Tekst do czytania:

Skocz do zawartości

Rozmowa przy kawie (2)


 Udostępnij

Rekomendowane odpowiedzi

4 minuty temu, makaroni napisał:

Witam was. Mam pytanie, dotyczy ono opiekunki co przychodzi na godzine. Moja pdp poprosila ja zeby usmazyla jajko (ja mialam juz wolne). Ta jej odmowila, tlumaczac ze poprzednia opiekunka ktora tu byla przede mna to robila i ona nie bedzie. Czy moze tak robic?

Nie wiadomo jaki zakres obowiązków ma ta opiekunka, co przychodzi na zastępstwo. Na mojej poprzedniej Stelli przychodziła pani z Pflegedienst zastąpić mnie, na 2 godz. Ona nie miała w obowiązku podawać , ani tym bardziej przyrządzać jedzenia. 

  • Lubię to 1
  • Zgadzam się 2
Odnośnik do komentarza
Udostępnij na innych stronach

19 minut temu, makaroni napisał:

Witam was. Mam pytanie, dotyczy ono opiekunki co przychodzi na godzine. Moja pdp poprosila ja zeby usmazyla jajko (ja mialam juz wolne). Ta jej odmowila, tlumaczac ze poprzednia opiekunka ktora tu byla przede mna to robila i ona nie bedzie. Czy moze tak robic?

Wycinek danych:
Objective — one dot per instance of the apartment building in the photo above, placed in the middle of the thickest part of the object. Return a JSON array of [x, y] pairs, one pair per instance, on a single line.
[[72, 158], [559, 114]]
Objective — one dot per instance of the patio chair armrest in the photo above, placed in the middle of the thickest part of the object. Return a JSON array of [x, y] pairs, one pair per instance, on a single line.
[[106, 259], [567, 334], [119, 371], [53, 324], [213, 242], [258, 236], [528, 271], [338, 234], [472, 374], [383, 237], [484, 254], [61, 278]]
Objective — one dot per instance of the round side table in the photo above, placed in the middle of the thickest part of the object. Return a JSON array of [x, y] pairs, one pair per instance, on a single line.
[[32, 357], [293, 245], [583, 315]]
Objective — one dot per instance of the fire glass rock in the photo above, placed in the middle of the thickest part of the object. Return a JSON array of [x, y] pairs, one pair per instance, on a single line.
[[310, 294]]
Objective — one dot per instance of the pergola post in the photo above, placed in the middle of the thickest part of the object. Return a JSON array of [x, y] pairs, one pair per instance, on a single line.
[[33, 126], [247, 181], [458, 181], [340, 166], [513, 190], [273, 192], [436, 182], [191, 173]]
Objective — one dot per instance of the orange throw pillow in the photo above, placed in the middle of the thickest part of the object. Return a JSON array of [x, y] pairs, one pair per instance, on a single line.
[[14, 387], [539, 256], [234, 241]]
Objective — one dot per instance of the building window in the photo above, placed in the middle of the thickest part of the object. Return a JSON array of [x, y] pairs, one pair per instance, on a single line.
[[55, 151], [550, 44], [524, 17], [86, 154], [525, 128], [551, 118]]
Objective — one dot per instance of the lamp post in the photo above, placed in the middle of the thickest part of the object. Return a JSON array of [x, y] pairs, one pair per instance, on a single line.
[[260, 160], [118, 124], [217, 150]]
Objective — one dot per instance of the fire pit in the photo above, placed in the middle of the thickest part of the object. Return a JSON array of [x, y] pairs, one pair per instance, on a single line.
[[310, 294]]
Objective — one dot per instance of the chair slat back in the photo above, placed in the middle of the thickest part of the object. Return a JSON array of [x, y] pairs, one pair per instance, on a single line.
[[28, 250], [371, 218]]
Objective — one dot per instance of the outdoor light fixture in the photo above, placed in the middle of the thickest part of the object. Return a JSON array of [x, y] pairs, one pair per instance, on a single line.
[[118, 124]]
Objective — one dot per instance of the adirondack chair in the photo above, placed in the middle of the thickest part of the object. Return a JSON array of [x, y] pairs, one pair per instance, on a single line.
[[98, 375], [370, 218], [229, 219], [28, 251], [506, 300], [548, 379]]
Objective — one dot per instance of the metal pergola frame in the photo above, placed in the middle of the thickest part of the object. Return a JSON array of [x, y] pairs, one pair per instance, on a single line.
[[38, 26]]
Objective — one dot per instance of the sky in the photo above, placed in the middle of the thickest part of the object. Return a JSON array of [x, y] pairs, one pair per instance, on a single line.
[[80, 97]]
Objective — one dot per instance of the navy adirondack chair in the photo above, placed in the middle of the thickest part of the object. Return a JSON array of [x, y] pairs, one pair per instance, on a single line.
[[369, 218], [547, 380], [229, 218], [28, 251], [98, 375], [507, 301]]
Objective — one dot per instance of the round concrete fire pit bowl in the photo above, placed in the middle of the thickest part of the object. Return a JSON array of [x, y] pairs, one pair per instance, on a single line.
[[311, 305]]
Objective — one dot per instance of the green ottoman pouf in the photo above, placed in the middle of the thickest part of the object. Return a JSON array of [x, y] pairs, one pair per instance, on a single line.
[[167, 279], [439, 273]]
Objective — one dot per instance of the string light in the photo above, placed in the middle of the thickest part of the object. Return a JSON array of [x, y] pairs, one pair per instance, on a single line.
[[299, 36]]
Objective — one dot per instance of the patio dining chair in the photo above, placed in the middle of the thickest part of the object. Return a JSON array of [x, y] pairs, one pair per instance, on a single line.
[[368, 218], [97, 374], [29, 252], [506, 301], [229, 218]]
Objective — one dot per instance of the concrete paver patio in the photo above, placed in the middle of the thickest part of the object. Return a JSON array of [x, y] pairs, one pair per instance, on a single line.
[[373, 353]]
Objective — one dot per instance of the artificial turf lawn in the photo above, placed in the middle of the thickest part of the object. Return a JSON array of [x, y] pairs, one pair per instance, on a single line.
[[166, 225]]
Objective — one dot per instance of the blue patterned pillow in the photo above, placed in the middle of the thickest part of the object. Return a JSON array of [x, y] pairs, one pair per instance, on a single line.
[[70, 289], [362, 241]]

---

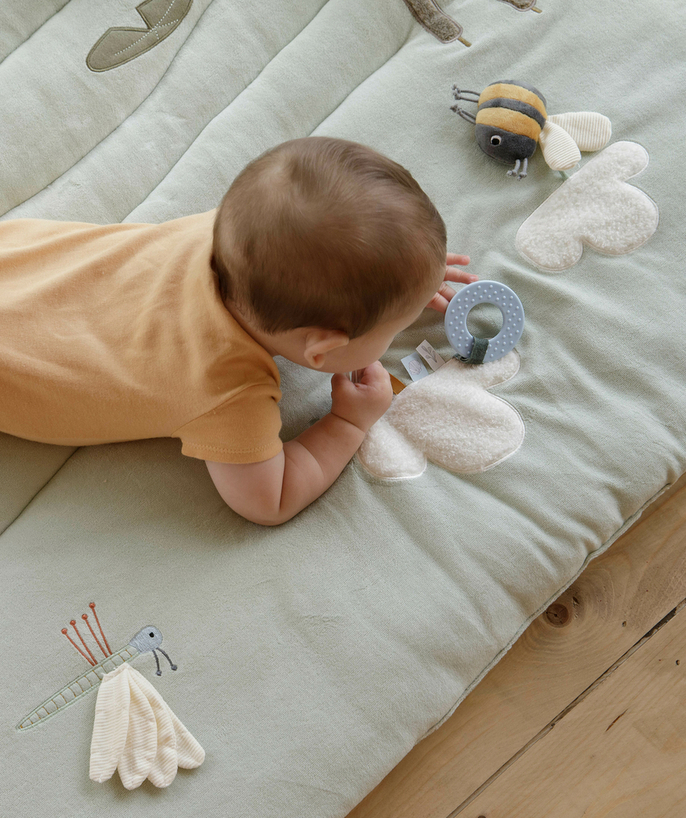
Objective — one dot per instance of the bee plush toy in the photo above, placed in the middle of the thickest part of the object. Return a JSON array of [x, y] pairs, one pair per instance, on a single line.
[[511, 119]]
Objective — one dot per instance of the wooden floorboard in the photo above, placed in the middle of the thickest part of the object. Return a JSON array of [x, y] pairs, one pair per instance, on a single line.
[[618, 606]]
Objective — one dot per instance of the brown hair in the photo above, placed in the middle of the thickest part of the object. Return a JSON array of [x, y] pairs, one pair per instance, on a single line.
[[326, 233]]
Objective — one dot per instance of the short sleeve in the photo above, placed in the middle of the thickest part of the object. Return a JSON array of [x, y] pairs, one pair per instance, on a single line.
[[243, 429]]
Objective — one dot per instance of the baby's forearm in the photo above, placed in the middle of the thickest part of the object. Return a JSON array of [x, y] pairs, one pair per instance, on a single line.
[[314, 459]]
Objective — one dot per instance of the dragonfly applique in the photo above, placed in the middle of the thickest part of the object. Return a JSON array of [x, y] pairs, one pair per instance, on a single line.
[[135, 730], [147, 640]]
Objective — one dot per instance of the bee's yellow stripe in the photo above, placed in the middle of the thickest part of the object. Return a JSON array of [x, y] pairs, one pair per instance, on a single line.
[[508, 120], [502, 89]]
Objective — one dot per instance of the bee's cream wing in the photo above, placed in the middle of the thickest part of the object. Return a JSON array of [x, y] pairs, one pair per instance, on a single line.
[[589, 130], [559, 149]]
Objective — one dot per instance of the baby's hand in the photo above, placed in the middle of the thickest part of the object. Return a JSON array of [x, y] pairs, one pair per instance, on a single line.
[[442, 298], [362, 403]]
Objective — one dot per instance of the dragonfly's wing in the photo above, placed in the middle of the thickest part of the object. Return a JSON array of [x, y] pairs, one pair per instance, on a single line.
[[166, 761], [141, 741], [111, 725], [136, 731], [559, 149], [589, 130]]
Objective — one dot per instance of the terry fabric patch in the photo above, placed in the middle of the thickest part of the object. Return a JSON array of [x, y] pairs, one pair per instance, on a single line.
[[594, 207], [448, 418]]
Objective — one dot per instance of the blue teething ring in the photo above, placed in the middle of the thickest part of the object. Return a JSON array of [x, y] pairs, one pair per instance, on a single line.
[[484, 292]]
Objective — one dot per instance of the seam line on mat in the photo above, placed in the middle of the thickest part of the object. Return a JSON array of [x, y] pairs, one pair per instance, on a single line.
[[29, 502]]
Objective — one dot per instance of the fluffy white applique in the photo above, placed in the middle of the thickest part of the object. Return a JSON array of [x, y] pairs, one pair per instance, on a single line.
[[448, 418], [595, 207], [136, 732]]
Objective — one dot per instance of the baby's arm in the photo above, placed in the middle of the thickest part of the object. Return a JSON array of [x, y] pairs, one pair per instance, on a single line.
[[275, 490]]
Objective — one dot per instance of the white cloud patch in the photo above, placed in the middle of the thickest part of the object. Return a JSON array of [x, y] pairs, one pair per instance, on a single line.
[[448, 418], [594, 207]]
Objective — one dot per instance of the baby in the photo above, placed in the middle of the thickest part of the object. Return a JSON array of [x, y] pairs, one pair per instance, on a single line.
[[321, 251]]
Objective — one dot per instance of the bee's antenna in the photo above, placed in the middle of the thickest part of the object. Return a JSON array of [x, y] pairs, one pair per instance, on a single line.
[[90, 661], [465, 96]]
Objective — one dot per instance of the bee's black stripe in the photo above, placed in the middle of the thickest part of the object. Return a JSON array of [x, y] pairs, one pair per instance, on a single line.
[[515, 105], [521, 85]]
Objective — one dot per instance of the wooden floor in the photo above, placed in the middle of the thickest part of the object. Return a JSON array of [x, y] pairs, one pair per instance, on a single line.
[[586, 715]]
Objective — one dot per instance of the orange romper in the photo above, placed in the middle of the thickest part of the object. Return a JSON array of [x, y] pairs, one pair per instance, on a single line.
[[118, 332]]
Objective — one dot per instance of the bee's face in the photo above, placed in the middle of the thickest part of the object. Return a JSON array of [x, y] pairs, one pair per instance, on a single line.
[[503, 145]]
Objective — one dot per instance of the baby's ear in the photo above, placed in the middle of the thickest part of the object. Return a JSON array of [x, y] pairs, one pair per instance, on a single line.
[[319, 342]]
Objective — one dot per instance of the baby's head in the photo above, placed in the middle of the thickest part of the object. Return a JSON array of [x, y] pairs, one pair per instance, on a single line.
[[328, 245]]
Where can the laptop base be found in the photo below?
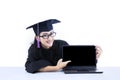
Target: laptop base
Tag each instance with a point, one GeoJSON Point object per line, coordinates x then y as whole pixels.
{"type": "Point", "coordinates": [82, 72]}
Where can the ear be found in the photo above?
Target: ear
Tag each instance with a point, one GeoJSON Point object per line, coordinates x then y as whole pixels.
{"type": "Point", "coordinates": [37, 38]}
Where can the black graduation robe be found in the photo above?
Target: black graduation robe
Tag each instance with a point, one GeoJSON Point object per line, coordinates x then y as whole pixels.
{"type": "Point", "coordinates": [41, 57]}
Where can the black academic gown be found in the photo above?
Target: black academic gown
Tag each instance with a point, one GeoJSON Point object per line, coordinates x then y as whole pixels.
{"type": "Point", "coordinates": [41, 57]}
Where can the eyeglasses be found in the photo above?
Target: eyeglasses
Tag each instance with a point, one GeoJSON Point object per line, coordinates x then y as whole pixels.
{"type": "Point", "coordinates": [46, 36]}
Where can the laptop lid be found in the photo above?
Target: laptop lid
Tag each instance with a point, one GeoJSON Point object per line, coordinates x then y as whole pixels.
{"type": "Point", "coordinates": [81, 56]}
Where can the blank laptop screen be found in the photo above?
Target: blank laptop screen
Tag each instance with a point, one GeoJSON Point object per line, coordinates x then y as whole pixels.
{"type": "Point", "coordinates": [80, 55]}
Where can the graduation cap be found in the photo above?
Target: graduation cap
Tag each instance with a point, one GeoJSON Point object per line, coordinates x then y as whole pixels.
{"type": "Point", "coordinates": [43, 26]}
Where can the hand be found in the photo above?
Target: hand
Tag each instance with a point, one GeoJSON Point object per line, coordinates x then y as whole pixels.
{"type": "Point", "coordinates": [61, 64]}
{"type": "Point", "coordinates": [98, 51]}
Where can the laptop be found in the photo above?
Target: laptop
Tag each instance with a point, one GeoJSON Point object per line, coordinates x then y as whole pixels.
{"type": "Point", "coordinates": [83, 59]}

...

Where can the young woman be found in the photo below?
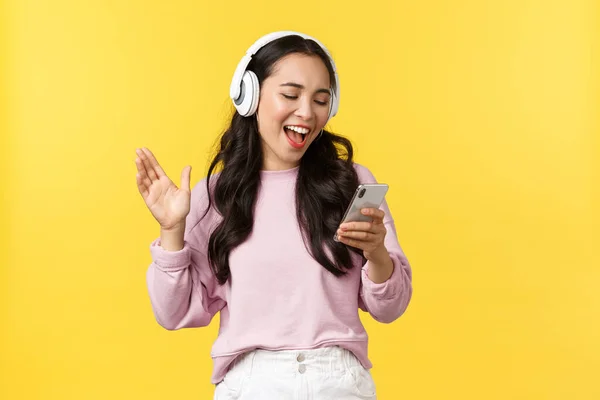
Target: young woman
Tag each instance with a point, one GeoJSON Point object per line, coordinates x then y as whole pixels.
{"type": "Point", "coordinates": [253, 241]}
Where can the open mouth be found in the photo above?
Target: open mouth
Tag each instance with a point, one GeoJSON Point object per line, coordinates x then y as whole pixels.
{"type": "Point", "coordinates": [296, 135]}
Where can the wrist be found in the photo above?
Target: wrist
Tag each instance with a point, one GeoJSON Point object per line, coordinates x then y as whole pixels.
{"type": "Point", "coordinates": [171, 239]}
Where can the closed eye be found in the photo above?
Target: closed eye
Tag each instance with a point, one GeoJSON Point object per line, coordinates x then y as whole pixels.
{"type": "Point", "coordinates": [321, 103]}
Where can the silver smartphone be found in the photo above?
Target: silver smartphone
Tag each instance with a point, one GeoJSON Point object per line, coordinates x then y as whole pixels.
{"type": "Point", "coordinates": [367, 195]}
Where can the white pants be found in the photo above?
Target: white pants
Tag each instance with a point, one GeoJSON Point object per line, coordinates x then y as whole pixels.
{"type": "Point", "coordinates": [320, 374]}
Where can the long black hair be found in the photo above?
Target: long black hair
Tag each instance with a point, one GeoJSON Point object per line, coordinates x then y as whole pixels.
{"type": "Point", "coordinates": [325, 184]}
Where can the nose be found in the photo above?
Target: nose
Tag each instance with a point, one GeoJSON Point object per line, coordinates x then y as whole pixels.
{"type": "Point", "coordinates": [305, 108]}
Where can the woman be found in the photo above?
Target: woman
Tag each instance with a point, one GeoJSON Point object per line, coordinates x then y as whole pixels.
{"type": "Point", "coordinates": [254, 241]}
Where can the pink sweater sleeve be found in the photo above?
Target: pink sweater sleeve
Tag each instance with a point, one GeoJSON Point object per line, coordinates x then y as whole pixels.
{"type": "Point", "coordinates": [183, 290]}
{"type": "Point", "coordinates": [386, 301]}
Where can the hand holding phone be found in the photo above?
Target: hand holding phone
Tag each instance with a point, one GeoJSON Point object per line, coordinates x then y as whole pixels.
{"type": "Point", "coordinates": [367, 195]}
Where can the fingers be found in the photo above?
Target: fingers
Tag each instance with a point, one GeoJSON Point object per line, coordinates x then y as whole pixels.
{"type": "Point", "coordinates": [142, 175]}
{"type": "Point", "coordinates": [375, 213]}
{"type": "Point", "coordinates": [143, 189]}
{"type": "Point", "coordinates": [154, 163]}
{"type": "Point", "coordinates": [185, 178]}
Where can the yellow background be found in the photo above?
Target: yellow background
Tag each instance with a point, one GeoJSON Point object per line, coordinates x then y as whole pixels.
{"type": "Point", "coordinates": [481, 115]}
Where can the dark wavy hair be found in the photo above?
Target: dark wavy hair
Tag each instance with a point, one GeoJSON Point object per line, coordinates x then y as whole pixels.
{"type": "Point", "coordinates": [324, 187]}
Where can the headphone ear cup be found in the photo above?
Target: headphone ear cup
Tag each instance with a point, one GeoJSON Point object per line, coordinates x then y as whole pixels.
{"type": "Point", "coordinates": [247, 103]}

Cel zadania:
Wyjaśnij w jednym do trzech zdań, jak według tekstu o opiekunce przychodzącej na godzinę uzasadniła ona odmowę usmażenia jajka. Rekordy nie mają tu żadnego znaczenia.

Gotowe ćwiczenie:
Opiekunka odmówiła, tłumacząc, że robiła to poprzednia opiekunka, która pracowała tam przed osobą zadającą pytanie. Ona sama nie zamierza tego robić.